** Begin EXCERPT PROVIDED **
In addition, the courts should give:
- “great weight” to freedom of speech under Article 10, except in certain specified cases;
- the “greatest possible weight” to the importance of reducing the risk to the public from those subject to custodial sentences, and
- the “greatest possible weight” to Parliament’s responsibility for determining the appropriate balance as between different policy aims and rights, including when considering the margin of appreciation.
In respect of the third category, the intention is to ensure great weight is given to Parliament’s view of the public interest (which might differ from Strasbourg’s).
The ECHR places both negative and positive obligations on the State. ‘Negative obligations’ prevent the State from taking action which interferes with an individual’s ECHR’s rights. ‘Positive obligations’ require the State to take proactive action to avoid or prevent interferences with ECHR rights. The government’s view is that positive obligations “can skew operational priorities, and require public services to allocate scarce resources to contest and mitigate legal liability”.
** End EXCERPT PROVIDED **
SET PROBLEM 1: Show each line of the entries that contains the string "TARGET", matching case exactly.
The passage on Convention rights and the entries that follow it are unrelated material.
** Begin EXERCISE DATA **
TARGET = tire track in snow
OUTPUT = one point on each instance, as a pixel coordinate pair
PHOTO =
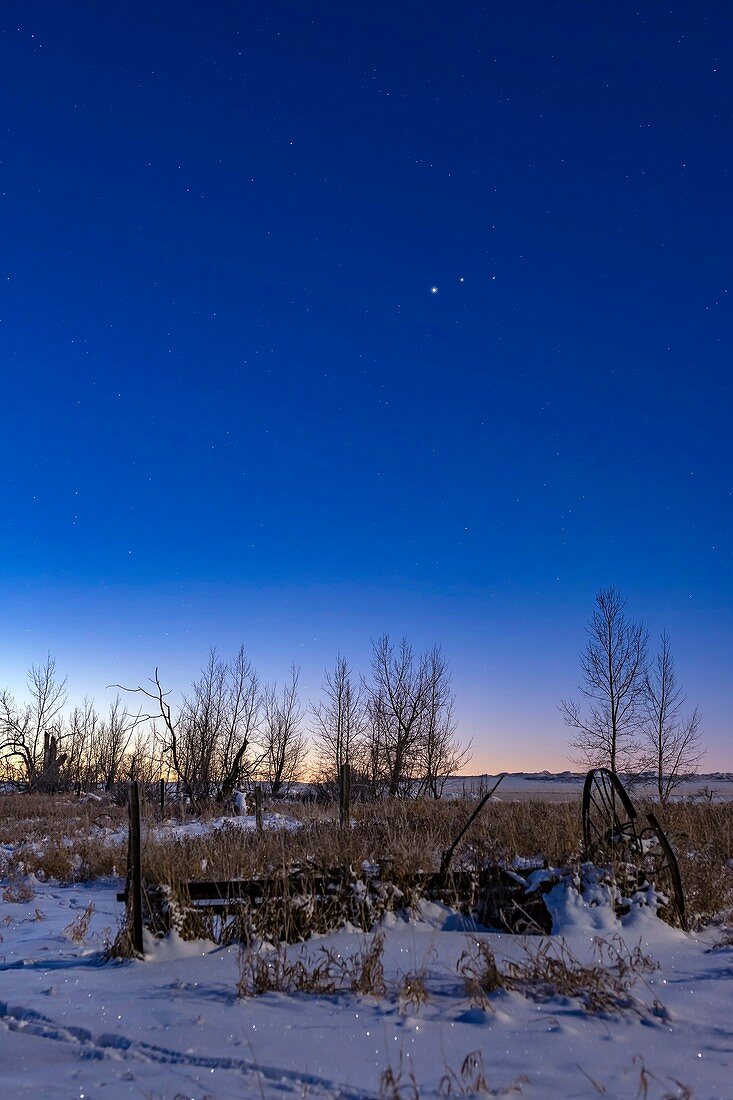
** End EXERCISE DATA **
** Begin EXERCISE DATA **
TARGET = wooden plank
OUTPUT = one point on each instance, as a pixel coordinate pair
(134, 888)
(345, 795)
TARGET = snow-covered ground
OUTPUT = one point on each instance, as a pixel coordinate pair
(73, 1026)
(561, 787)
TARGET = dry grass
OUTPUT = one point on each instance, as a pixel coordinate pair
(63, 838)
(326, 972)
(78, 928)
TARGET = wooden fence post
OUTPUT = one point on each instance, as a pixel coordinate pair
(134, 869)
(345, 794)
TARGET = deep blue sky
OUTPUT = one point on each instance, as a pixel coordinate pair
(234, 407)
** End EXERCISE DATA **
SET PROBLEM 2: Extract the passage on Convention rights in full, reproducing every word and punctuation mark unchanged.

FINAL RESULT 1:
TARGET = tire track in snow
TARGET = wooden plank
TARGET = snow-covered ground
TARGET = dry grass
TARGET = wooden fence post
TARGET = deep blue sky

FINAL RESULT 2:
In addition, the courts should give:
- “great weight” to freedom of speech under Article 10, except in certain specified cases;
- the “greatest possible weight” to the importance of reducing the risk to the public from those subject to custodial sentences, and
- the “greatest possible weight” to Parliament’s responsibility for determining the appropriate balance as between different policy aims and rights, including when considering the margin of appreciation.
In respect of the third category, the intention is to ensure great weight is given to Parliament’s view of the public interest (which might differ from Strasbourg’s).
The ECHR places both negative and positive obligations on the State. ‘Negative obligations’ prevent the State from taking action which interferes with an individual’s ECHR’s rights. ‘Positive obligations’ require the State to take proactive action to avoid or prevent interferences with ECHR rights. The government’s view is that positive obligations “can skew operational priorities, and require public services to allocate scarce resources to contest and mitigate legal liability”.